— What this task involves —
Which of the lines in the data below contain the string "woman"? Copy each of them.

*** Opening Task material ***

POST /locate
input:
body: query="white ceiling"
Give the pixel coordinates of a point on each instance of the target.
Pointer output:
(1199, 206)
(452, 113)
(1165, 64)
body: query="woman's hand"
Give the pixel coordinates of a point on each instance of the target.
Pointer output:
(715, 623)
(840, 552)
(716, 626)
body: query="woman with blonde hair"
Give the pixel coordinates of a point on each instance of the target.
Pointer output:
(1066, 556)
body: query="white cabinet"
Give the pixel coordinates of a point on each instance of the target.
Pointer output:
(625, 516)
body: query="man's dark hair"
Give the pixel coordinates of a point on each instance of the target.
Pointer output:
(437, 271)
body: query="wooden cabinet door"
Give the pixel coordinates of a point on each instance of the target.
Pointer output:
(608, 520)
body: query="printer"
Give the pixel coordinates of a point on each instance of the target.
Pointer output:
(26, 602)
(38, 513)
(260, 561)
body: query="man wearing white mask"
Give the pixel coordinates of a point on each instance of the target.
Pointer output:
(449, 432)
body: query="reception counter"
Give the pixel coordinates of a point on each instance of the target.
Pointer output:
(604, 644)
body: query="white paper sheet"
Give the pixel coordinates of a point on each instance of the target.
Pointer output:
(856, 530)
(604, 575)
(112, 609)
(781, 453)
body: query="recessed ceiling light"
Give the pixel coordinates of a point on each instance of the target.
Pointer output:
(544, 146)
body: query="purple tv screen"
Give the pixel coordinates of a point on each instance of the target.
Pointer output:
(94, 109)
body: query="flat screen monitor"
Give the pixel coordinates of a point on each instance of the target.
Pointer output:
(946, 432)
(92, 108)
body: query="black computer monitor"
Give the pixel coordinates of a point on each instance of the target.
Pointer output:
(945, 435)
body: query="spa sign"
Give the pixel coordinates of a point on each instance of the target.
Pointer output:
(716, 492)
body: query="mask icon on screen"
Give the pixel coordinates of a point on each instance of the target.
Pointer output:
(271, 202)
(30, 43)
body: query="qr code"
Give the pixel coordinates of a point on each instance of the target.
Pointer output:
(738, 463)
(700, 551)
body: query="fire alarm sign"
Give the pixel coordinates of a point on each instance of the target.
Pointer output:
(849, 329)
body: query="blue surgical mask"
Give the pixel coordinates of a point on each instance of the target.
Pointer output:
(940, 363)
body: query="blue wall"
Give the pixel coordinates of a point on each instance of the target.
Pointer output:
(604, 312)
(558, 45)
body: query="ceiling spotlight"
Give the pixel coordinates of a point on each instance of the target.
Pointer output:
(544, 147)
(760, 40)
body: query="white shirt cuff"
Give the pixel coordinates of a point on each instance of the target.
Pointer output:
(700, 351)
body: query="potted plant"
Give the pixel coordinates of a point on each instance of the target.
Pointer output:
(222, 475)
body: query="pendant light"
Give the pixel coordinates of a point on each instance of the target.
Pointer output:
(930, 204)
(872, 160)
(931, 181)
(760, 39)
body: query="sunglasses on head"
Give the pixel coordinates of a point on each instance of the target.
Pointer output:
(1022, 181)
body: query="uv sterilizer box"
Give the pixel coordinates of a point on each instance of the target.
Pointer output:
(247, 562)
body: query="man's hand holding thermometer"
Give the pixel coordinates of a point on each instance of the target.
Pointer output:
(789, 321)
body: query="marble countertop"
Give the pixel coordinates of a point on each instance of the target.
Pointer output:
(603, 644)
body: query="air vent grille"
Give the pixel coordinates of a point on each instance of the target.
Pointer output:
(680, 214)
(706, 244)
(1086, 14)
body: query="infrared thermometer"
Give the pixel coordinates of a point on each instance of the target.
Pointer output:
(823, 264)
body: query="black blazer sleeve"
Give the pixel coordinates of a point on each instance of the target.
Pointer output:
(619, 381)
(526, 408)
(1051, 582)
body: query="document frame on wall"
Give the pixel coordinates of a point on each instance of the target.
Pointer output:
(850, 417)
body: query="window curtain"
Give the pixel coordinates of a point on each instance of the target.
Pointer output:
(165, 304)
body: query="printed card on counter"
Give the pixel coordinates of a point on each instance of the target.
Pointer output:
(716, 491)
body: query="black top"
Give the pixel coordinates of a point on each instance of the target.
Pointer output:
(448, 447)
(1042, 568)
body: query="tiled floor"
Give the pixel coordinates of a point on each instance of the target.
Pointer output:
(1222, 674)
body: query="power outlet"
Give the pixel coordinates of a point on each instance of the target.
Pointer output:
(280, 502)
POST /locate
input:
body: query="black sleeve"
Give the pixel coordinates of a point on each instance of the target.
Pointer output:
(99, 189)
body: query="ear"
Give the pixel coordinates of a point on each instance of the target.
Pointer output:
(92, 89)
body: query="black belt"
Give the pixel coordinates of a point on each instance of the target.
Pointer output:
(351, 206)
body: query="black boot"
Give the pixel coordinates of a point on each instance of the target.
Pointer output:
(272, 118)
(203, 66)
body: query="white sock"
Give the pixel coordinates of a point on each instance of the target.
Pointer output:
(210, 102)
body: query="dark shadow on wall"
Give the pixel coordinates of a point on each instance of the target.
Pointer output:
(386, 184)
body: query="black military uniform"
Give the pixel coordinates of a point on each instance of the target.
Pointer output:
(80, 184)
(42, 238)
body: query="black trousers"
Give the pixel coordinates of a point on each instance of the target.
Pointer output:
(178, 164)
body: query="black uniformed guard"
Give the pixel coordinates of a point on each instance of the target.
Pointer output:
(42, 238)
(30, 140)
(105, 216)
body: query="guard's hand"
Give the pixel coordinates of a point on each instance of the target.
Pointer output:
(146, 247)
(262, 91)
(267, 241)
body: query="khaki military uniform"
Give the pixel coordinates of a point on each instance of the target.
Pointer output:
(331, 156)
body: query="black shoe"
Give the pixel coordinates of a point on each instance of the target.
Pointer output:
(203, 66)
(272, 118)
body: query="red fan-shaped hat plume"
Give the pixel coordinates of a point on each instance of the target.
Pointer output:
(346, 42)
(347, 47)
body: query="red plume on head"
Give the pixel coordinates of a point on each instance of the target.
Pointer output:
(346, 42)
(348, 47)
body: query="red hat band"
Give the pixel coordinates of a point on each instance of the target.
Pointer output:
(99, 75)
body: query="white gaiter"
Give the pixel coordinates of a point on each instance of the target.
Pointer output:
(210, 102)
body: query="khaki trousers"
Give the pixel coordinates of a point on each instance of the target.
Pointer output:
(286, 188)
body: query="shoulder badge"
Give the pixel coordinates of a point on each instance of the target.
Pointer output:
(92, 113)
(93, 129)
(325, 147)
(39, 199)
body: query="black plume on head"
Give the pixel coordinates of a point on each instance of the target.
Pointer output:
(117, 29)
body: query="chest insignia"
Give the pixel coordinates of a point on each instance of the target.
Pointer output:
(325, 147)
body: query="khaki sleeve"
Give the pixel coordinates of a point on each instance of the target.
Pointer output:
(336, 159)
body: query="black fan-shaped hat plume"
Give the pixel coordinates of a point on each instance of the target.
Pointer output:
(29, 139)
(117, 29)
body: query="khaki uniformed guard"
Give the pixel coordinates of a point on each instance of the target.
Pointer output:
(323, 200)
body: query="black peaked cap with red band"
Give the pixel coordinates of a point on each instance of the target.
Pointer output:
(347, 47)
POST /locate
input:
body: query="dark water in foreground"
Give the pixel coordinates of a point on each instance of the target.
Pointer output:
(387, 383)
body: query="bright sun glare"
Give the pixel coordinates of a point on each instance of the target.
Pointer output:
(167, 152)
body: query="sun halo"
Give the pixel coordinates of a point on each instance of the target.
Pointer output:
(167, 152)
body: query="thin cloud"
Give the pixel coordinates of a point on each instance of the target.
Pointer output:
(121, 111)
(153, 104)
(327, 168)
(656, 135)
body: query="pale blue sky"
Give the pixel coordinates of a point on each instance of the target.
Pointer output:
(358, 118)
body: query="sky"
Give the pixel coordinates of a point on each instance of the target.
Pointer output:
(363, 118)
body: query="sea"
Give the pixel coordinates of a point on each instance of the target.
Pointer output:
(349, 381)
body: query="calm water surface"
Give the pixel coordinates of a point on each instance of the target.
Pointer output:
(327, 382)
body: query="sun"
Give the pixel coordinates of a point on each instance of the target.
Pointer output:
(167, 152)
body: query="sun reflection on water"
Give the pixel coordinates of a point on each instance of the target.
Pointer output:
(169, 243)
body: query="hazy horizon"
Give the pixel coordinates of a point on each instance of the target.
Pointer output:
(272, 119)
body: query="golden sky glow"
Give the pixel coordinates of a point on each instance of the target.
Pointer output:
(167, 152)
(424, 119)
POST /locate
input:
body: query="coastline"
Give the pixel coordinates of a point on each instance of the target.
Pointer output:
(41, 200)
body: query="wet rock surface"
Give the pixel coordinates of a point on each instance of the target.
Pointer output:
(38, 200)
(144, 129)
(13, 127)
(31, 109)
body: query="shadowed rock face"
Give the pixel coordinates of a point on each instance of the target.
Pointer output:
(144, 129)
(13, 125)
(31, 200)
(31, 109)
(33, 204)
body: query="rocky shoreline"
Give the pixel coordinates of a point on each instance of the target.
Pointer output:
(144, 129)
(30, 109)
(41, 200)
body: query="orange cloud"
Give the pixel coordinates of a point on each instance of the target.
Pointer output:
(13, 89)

*** Closing Task material ***

— Solution below —
body: query="woman's hand"
body: query="woman with blonde hair"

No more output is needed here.